= Supplied records =
┌──

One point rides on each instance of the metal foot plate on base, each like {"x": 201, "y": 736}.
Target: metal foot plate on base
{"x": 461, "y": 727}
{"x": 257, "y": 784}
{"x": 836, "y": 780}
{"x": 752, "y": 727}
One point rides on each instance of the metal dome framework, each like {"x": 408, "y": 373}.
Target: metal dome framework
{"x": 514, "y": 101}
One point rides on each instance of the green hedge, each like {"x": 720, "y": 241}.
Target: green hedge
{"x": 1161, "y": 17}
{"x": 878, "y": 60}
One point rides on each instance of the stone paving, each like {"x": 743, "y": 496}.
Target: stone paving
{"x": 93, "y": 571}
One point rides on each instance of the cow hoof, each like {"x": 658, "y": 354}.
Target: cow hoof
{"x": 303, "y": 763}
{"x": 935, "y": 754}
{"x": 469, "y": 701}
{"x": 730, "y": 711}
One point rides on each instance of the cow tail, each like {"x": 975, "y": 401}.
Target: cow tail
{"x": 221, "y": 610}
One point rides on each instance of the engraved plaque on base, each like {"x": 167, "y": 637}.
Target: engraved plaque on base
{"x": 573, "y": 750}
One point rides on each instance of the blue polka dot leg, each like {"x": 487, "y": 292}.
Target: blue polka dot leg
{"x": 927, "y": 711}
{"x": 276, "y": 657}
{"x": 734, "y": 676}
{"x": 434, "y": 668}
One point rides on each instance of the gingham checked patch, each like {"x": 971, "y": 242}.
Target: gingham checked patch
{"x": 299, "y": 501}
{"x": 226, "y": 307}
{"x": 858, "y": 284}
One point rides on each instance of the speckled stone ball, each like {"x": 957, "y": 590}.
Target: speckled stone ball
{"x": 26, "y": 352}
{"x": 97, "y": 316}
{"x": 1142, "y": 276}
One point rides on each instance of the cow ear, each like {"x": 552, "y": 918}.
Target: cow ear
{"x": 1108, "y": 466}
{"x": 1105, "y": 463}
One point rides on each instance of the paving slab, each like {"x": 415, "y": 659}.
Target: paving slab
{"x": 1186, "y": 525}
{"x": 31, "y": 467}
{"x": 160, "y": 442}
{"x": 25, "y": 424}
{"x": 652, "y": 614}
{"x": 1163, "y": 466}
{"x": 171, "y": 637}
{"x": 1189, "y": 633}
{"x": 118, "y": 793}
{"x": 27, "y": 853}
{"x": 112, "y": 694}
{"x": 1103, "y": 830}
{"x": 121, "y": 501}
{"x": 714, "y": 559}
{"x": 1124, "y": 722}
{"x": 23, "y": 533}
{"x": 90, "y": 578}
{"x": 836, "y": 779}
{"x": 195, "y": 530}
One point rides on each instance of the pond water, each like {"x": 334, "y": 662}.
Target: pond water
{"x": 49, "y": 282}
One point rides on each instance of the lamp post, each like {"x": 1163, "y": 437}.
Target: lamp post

└──

= Do this =
Reproduce all the rows above, swapping "cow" for "calf" at every occurrence and leaving every other character as it is.

= Result of the task =
One point rides on each instance of the metal foot plate on base, each like {"x": 201, "y": 736}.
Target: metal foot plate on base
{"x": 461, "y": 727}
{"x": 257, "y": 784}
{"x": 836, "y": 780}
{"x": 752, "y": 727}
One point rides on each instance of the metal dome framework, each like {"x": 408, "y": 373}.
Target: metal dome framework
{"x": 514, "y": 101}
One point rides on each instance of the green hedge, each like {"x": 720, "y": 241}.
Target: green hedge
{"x": 1161, "y": 17}
{"x": 878, "y": 60}
One point rides on each instance of the stone paving, each like {"x": 743, "y": 496}.
Target: stone paving
{"x": 93, "y": 571}
One point rides on each instance of the calf hoof, each like {"x": 658, "y": 354}.
Target: calf hoof
{"x": 303, "y": 763}
{"x": 935, "y": 754}
{"x": 469, "y": 701}
{"x": 730, "y": 711}
One point rides on each instance of the calf tail, each like {"x": 975, "y": 401}.
Target: calf tail
{"x": 221, "y": 610}
One point rides on each instance of the engraved plaque on base, each like {"x": 167, "y": 637}.
Target: engraved plaque on base
{"x": 573, "y": 750}
One point rides on each instance of the blue polka dot leg, each like {"x": 487, "y": 292}.
Target: blue polka dot leg
{"x": 927, "y": 711}
{"x": 276, "y": 657}
{"x": 734, "y": 676}
{"x": 434, "y": 668}
One point rides on each instance of the gingham checked patch, each like {"x": 971, "y": 242}.
Target: gingham checked patch
{"x": 299, "y": 501}
{"x": 226, "y": 307}
{"x": 858, "y": 284}
One point rides on each instance of the speckled stone ball, each like {"x": 957, "y": 590}.
Target: speckled stone ball
{"x": 26, "y": 352}
{"x": 97, "y": 316}
{"x": 1142, "y": 276}
One point rides on each instance of the calf ear, each like {"x": 552, "y": 918}.
Target: calf ear
{"x": 1108, "y": 466}
{"x": 1105, "y": 463}
One point rides on each instance of the paving slab, each like {"x": 415, "y": 659}.
Target: paving slab
{"x": 1186, "y": 525}
{"x": 31, "y": 467}
{"x": 160, "y": 442}
{"x": 25, "y": 424}
{"x": 652, "y": 614}
{"x": 1163, "y": 466}
{"x": 171, "y": 637}
{"x": 1189, "y": 633}
{"x": 118, "y": 793}
{"x": 27, "y": 853}
{"x": 112, "y": 694}
{"x": 1103, "y": 830}
{"x": 121, "y": 501}
{"x": 714, "y": 559}
{"x": 1124, "y": 722}
{"x": 23, "y": 533}
{"x": 90, "y": 578}
{"x": 836, "y": 779}
{"x": 195, "y": 530}
One point rides on each instance of the pond water, each like {"x": 334, "y": 662}.
Target: pond water
{"x": 49, "y": 282}
One point rides on each instance of the lamp post, each like {"x": 1163, "y": 437}.
Target: lamp post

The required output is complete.